● **Document text**
================

Today’s column is inspired by a common mistake involving a common grackle.
Last week, my article about the earliest birds of spring ran with a photo labeled as a common grackle. It wasn’t. The image was actually a great-tailed grackle I had submitted with a different column ten years ago.
This is a perfect example of what makes bird identification look harder than it really is. The truth is, most bird IDs are easy. There are just a few traps that make them seem difficult.
One of the biggest challenges is plumage variation. Males and females often look different from each other. Fledglings look different from their parents. Birds sporting bright spring colors can look very different in their duller autumn plumage.
Many birds are also very good at hiding. Lots of soras and Virginia rails will arrive in April, but how many people will actually see one well enough for a positive identification? These freshwater marsh species skulk in the reeds.
Some birds make identification difficult by wandering. It’s naturally harder to recognize a bird you’ve never seen before, or even suspected could be there.

Perhaps the biggest challenge is presented by species that look very similar. Hence this Tale of the Tails.
Grackles are blackbirds. We have three species in North America — common, boat-tailed and great-tailed. They closely resemble each other, although there is some geographic separation between them.
Common grackles are, uh, common. They span much of the continent, from the Atlantic to the Rocky Mountains. They are the smallest of the three and the only one that nests in Maine.

================

● **Data section**
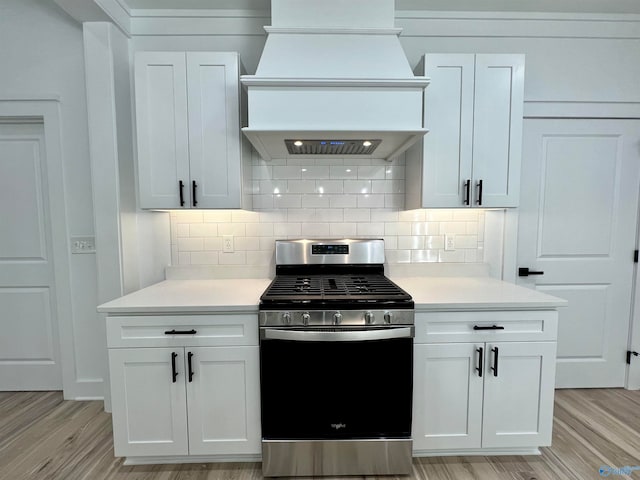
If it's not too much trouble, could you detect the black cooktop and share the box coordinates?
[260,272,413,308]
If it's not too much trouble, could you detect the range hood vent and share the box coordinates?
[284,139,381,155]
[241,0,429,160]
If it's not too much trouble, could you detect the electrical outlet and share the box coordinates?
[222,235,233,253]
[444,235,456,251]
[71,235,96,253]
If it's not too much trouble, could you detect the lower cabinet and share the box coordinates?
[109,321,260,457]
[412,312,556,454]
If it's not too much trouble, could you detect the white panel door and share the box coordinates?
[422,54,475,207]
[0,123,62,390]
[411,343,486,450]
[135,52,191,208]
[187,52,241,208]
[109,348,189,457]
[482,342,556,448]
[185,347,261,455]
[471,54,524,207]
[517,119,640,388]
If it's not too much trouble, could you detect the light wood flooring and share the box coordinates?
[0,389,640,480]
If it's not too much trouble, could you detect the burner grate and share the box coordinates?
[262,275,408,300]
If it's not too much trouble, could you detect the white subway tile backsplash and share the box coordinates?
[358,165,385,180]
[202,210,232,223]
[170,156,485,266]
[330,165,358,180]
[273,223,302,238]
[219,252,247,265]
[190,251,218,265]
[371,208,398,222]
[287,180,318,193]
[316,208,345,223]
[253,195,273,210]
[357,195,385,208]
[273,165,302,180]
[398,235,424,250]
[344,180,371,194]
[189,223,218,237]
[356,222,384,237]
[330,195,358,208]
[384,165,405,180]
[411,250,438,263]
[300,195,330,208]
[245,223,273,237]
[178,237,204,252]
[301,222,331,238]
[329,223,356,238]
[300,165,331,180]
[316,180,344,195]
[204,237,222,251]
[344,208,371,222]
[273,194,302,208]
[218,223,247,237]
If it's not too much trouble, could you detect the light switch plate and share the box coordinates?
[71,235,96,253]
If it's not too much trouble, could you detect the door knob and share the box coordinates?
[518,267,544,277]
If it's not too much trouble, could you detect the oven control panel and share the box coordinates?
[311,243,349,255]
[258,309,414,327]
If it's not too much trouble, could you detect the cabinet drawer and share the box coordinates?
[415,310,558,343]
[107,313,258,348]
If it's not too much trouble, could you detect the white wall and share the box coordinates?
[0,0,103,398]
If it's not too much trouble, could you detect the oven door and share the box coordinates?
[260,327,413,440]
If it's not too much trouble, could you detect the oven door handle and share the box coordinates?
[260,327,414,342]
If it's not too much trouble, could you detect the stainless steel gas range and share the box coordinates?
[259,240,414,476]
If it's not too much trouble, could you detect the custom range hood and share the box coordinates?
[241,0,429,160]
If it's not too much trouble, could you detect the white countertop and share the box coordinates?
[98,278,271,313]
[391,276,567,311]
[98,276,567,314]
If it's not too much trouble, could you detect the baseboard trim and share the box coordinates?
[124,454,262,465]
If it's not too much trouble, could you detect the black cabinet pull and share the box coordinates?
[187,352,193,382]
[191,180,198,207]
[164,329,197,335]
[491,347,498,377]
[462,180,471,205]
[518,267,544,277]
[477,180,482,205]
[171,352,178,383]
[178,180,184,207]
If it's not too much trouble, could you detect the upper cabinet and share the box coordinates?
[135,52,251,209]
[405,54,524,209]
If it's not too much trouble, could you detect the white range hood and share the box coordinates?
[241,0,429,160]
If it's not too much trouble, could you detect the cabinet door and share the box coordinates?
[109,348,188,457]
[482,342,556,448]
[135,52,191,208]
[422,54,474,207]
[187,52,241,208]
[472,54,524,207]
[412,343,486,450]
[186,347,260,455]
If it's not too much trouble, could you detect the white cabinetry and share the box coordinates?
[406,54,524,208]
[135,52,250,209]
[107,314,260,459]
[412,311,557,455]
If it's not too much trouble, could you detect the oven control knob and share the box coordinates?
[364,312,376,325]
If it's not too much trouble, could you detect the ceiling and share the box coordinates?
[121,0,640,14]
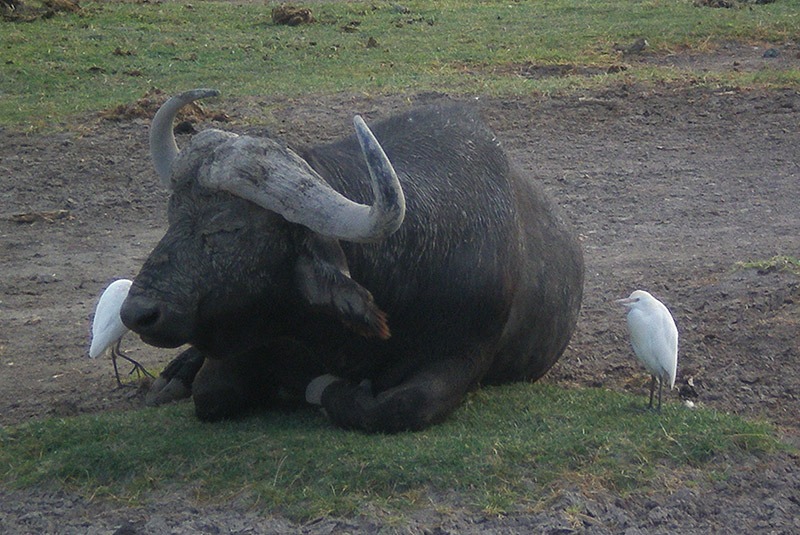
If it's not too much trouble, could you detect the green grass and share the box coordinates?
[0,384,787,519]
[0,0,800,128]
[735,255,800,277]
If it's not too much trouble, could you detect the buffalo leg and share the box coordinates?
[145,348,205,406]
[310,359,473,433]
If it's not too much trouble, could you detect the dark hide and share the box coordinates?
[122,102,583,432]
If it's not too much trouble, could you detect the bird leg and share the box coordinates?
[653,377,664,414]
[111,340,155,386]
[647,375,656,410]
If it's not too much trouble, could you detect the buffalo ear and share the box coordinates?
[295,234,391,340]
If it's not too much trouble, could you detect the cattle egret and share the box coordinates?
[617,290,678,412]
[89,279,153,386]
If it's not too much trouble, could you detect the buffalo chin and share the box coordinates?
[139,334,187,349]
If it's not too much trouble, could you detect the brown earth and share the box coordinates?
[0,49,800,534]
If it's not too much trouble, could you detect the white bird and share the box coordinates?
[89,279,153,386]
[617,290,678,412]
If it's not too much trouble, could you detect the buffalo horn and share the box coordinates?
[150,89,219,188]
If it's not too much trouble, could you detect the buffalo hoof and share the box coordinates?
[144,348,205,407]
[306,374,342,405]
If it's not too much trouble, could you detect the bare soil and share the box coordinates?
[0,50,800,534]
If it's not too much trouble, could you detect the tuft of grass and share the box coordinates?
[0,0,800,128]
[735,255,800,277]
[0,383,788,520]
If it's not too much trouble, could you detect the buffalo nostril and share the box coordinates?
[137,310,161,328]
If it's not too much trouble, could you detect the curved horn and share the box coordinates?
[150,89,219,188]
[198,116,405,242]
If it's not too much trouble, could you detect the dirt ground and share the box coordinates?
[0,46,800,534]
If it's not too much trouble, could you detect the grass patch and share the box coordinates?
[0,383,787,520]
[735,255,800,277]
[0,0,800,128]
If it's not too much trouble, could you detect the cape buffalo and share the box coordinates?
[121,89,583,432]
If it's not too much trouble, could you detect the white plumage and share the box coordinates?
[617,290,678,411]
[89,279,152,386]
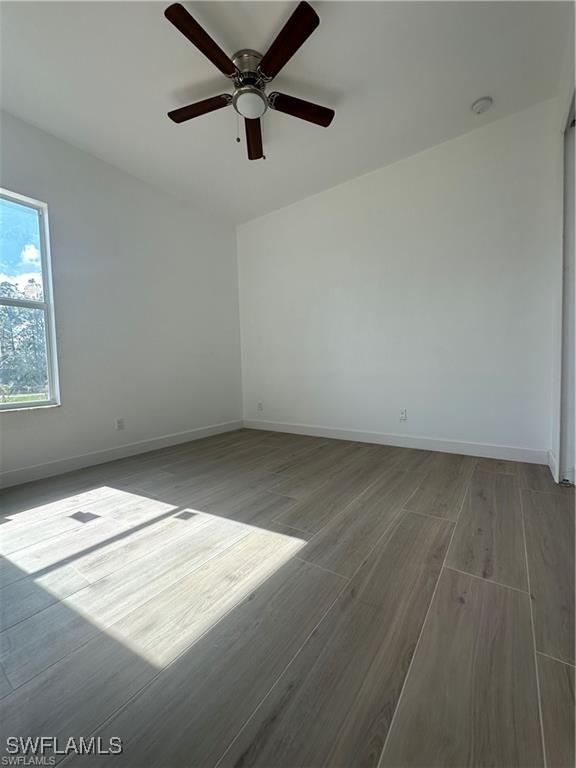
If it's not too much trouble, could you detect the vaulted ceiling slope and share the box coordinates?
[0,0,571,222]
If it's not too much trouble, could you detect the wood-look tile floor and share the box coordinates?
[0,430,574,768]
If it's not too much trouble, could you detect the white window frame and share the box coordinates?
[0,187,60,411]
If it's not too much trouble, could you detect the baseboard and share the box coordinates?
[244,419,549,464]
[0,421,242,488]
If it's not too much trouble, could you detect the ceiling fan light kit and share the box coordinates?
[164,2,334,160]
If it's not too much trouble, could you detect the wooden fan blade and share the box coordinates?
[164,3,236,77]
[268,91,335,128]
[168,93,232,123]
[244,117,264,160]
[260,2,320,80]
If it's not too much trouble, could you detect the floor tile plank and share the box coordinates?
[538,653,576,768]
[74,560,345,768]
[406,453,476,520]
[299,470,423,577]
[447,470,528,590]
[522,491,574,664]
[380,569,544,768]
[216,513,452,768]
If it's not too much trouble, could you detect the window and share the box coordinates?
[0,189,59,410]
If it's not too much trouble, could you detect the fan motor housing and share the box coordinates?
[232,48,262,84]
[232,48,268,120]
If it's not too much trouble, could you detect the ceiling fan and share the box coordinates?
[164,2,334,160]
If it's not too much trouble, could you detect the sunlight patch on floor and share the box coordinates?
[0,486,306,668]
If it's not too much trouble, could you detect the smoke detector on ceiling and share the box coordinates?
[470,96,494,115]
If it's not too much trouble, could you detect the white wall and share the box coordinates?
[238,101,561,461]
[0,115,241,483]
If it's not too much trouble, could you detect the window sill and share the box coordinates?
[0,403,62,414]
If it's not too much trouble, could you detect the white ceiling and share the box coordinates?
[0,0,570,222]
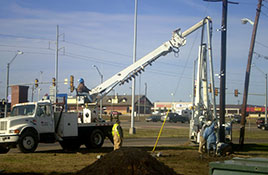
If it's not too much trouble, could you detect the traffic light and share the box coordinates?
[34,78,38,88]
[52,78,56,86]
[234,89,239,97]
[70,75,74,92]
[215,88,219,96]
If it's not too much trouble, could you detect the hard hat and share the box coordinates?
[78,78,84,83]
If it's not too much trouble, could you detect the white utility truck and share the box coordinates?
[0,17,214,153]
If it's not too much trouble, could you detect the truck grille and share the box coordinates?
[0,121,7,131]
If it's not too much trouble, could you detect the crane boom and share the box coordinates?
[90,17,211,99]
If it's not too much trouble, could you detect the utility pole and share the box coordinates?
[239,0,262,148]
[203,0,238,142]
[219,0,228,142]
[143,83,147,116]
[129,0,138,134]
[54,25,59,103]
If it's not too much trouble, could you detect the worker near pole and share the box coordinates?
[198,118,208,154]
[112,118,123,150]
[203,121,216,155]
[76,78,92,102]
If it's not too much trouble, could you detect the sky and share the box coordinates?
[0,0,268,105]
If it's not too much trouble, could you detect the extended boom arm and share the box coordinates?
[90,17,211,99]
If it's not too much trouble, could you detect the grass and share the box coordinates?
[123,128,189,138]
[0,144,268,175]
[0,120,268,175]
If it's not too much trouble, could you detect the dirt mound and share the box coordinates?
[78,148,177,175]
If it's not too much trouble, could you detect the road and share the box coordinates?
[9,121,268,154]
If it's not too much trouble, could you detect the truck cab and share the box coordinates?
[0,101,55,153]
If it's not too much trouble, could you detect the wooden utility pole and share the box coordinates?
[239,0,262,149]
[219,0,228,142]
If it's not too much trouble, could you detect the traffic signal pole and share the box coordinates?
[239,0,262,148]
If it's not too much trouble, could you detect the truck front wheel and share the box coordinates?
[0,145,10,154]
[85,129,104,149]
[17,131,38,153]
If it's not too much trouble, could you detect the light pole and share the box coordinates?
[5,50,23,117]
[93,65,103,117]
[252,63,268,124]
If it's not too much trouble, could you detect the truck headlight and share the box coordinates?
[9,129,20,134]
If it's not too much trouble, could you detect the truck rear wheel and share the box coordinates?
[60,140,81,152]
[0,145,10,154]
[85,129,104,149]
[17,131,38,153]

================

● **Tasks to carry out**
[1] Decide whether each statement below agrees with the bird identification column, answering yes or no and quoting the words of the column that settle it: (a) The photo that ran with last week's article actually showed a great-tailed grackle. (b) Soras and Virginia rails are saltwater marsh species. (c) The common grackle is the largest of the three grackle species in North America.
[2] According to the bird identification column, what are the three grackle species found in North America?

● **Solutions to each task**
[1]
(a) Yes: "The image was actually a great-tailed grackle I had submitted with a different column ten years ago."
(b) No: "These freshwater marsh species skulk in the reeds."
(c) No: "They are the smallest of the three and the only one that nests in Maine."

[2] Common, boat-tailed and great-tailed grackles.